DATA FOR ANALYSIS below:

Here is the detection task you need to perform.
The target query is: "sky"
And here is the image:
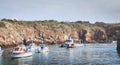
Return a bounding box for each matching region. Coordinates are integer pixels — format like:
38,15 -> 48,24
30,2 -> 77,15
0,0 -> 120,23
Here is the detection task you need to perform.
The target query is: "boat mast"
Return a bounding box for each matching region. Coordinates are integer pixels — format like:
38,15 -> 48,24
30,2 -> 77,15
41,32 -> 44,44
21,29 -> 27,45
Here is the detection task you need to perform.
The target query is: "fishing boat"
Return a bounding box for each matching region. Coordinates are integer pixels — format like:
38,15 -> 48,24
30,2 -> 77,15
0,47 -> 4,56
59,37 -> 76,48
37,44 -> 49,53
65,37 -> 75,48
10,44 -> 32,58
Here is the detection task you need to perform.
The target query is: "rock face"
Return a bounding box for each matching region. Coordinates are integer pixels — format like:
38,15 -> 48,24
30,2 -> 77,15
0,19 -> 119,47
105,24 -> 120,42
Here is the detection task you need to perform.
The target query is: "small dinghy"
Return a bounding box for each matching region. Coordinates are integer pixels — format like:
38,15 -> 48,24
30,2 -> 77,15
37,32 -> 49,53
37,44 -> 49,53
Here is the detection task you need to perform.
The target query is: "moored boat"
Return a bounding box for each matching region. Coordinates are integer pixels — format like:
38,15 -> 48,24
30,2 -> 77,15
37,44 -> 49,53
65,38 -> 75,48
37,32 -> 49,53
112,40 -> 117,43
74,39 -> 84,47
10,44 -> 32,58
27,43 -> 37,52
0,47 -> 4,56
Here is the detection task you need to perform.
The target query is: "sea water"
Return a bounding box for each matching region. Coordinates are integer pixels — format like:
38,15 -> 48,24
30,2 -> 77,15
0,43 -> 120,65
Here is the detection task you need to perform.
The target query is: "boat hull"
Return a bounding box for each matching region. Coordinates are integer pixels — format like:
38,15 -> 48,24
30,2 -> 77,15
0,50 -> 4,56
74,44 -> 84,46
11,52 -> 32,58
38,47 -> 49,53
59,44 -> 66,48
66,44 -> 75,48
38,49 -> 48,53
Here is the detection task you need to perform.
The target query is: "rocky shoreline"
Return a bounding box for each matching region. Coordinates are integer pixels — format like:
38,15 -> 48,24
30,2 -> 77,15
0,19 -> 119,48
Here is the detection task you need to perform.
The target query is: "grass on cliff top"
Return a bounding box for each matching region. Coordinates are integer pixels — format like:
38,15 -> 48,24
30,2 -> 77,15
1,18 -> 26,26
1,19 -> 107,28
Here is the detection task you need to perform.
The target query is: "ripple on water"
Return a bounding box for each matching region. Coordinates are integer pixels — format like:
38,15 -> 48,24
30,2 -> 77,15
0,43 -> 120,65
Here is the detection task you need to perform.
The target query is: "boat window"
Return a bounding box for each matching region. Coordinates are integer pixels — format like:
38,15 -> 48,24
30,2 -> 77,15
66,40 -> 72,42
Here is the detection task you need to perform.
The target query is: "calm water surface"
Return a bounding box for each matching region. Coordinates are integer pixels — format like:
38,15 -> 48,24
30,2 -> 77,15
0,43 -> 120,65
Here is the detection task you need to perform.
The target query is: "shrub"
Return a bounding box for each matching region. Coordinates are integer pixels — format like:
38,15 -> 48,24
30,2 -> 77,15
0,22 -> 5,27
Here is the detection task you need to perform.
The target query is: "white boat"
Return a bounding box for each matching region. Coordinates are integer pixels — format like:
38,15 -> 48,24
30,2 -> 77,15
27,43 -> 37,52
0,47 -> 4,56
74,39 -> 84,47
112,41 -> 117,43
10,44 -> 32,58
65,38 -> 75,48
37,44 -> 49,53
74,44 -> 83,46
37,32 -> 49,53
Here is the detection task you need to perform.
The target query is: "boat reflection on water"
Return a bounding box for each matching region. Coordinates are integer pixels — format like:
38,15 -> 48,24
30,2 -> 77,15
37,44 -> 49,53
0,56 -> 3,65
33,53 -> 49,64
12,56 -> 32,64
2,55 -> 33,65
68,48 -> 74,64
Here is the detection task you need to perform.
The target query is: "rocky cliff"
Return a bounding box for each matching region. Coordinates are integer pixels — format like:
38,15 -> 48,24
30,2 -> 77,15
0,19 -> 119,47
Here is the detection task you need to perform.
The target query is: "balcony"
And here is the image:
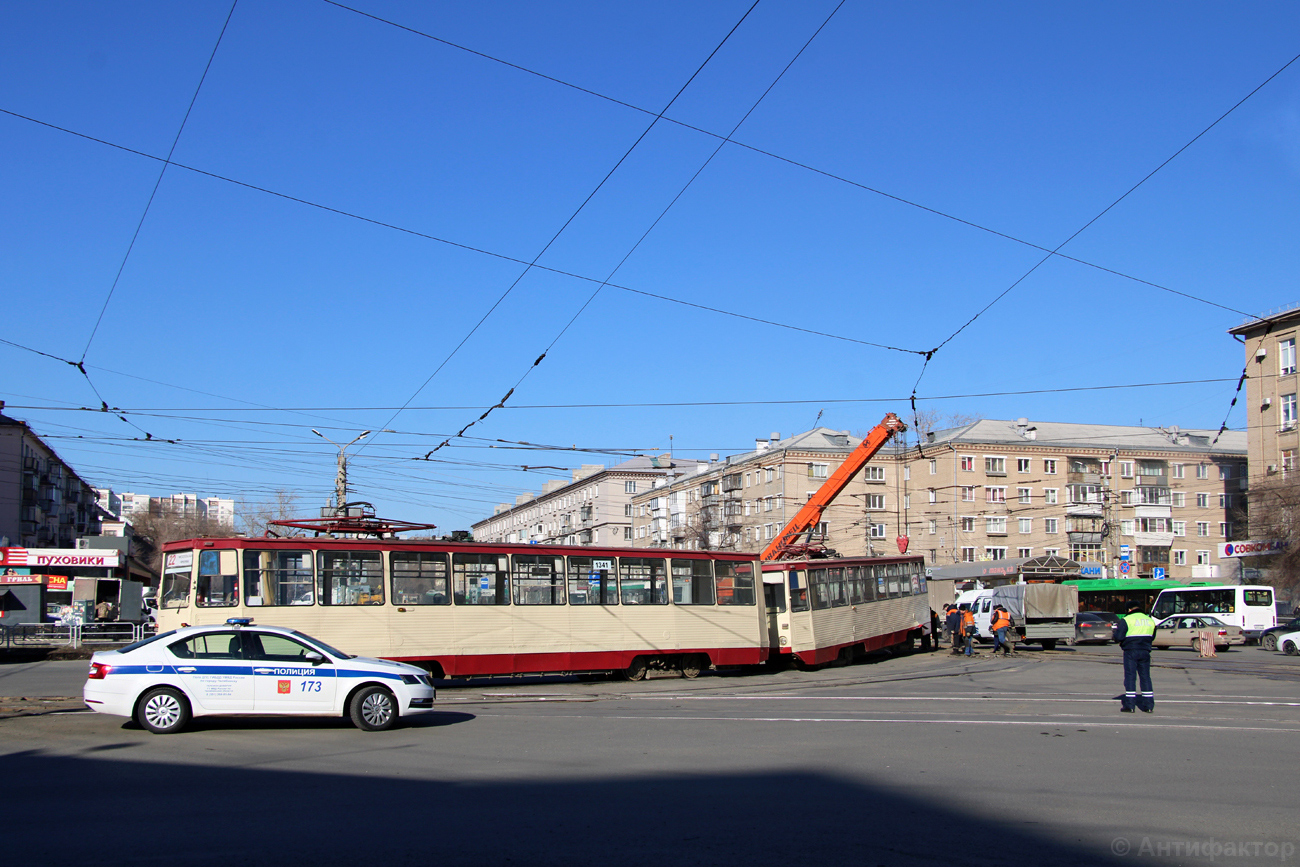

End of DATA FOR ANALYSIS.

• **TASK TO CARRY OUT**
The records above should be written out exactly, and the images dropped.

• **RESPONSE**
Here is the detection task you need to perform.
The target query is: "sky"
And here is the image:
Return a bounding box for each matching region. Coordinates are integer pixels — format like:
38,15 -> 48,24
30,2 -> 77,15
0,0 -> 120,23
Here is the detection task you need to perform.
The target query is: "boat mast"
Return a bounding box for each matching region. Coordinates are integer pixels — format like:
38,15 -> 48,24
30,2 -> 77,15
41,32 -> 44,44
21,29 -> 27,45
Here is the detection task you need to perform.
The target query is: "fishing boat"
Return a bounding box for each matching region. Coordinates are integer pixels — format like:
38,15 -> 48,24
30,2 -> 77,15
0,47 -> 4,56
59,37 -> 76,48
37,44 -> 49,53
65,37 -> 75,48
10,44 -> 32,58
Here is the detection task you need to perform.
The target query is: "rock face"
Return a bounding box for each matching region. Coordinates are integer pixels — format like:
38,15 -> 48,24
30,2 -> 77,15
0,19 -> 119,47
105,24 -> 120,42
Here is the detection task you need to perform.
The target query is: "small dinghy"
Return a bounding box for each matching region. Coordinates are integer pixels — format like:
38,15 -> 48,24
30,2 -> 77,15
37,32 -> 49,53
37,44 -> 49,53
Here is the detection task you need to perform.
The target query is: "moored boat"
Return a bounding box for each matching region. Coordinates are integer pixels — format like:
38,15 -> 48,24
30,2 -> 77,15
37,44 -> 49,53
65,38 -> 75,48
37,32 -> 49,53
112,40 -> 117,43
74,39 -> 84,47
10,44 -> 32,58
27,43 -> 37,52
0,47 -> 4,56
Here is the detection task you need to perform.
The target query is: "sea water"
Return a bounding box for each matching region. Coordinates are integer pixels — format like:
38,15 -> 48,24
30,2 -> 77,15
0,43 -> 120,65
Here is the detection task you need to perform.
The target query is: "boat hull"
Return a bounding box for each matching region. Coordinates are integer pixels — format like:
38,15 -> 48,24
30,2 -> 77,15
0,50 -> 4,56
74,44 -> 84,46
11,52 -> 32,58
38,47 -> 49,53
59,44 -> 66,48
66,44 -> 75,48
38,49 -> 48,53
Here is the detection task you need to perform.
The target query is: "rocky shoreline"
Return a bounding box for each matching region. Coordinates are integer pixels — format like:
38,15 -> 48,24
30,2 -> 77,15
0,19 -> 119,48
Here is the detection task you need to perform.
The target query is: "grass on cliff top"
Return a bounding box for each matching region. Coordinates are integer pixels — format like:
38,15 -> 48,24
30,2 -> 77,15
1,18 -> 26,26
1,19 -> 107,28
Here is the detection task you need to perform.
The target query is: "ripple on water"
Return a bounding box for each matching region. Coordinates are integer pixels — format like:
38,15 -> 48,24
30,2 -> 77,15
0,43 -> 120,65
Here is the detection task you need to perform.
The target query is: "boat window"
Return a bounding box for each matching region. Coordinates are integer pixels — format like:
38,15 -> 48,24
30,2 -> 77,15
66,40 -> 72,42
Here is the detection task you need to perform.
The target query is: "calm water surface"
Return a bounding box for each matching region. Coordinates are integer pixels — format like:
38,15 -> 48,24
30,2 -> 77,15
0,43 -> 120,65
Here is the detection task you need to perform.
The target query is: "shrub"
Return a bounding box for each matching region. Coordinates are integer pixels — format like:
38,15 -> 48,24
30,2 -> 77,15
0,22 -> 5,27
Here is the detection task you need to perform.
The target query is: "white boat"
Return a bounding box for each matching region. Coordinates are integer pixels — format like:
38,15 -> 48,24
30,2 -> 77,15
27,43 -> 37,52
0,47 -> 4,56
74,39 -> 84,47
112,41 -> 117,43
10,44 -> 32,58
65,38 -> 75,48
37,44 -> 49,53
74,44 -> 83,46
37,32 -> 49,53
Here is the detection task you need to perform.
The target query is: "boat reflection on water"
Return a bounding box for each matching region. Coordinates are integer pixels — format like:
38,15 -> 48,24
30,2 -> 77,15
37,44 -> 49,53
0,56 -> 3,65
33,53 -> 49,64
12,56 -> 32,64
2,55 -> 33,65
68,48 -> 74,64
Here is the detection task you need to perform.
The target query is: "rocky cliff"
Return a bounding box for each matching region. Coordinates are integer pixels — format like:
38,15 -> 48,24
30,2 -> 77,15
0,19 -> 119,47
Here is the detection task you need to perform.
The target query is: "balcony"
And here is the image:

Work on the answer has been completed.